● Your goal: Reproduce the listing below in full, swapping "thickest part" for "widest part" wherever it occurs and leaving everything else unchanged.

# # # # #

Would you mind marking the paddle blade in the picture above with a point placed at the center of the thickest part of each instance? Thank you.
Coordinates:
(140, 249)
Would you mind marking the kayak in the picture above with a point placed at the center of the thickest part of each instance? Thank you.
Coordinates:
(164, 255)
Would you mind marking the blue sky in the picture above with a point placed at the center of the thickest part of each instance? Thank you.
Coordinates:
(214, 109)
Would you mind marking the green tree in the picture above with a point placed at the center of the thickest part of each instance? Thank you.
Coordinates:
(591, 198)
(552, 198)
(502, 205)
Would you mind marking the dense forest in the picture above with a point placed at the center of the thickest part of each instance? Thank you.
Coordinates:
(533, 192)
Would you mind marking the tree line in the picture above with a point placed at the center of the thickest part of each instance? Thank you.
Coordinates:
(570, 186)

# # # # #

● Worked solution:
Would you mind marking the paddle blade in the picture above with a point placed at the center of the widest part of each instance? Thank you.
Coordinates:
(140, 249)
Would you mind marking the kayak in the picture above with a point placed at the center of the widest part of each instance? Thank you.
Coordinates:
(164, 255)
Would you mind marking the blue sky in the picture above with a point placed at the center of the widest part of each instance? Thank you.
Coordinates:
(214, 109)
Would you mind marking the green tree in the picture above with a point placed at the center of the widest part of each instance? Thank you.
Coordinates:
(591, 198)
(552, 198)
(502, 205)
Would you mind marking the dense forest in the picture above with a point placed at the center of the widest part of each instance? Thank you.
Coordinates:
(533, 192)
Would you mind marking the tree line in the picture above with a point placed at the center of the widest part of each instance? Thank you.
Coordinates:
(570, 186)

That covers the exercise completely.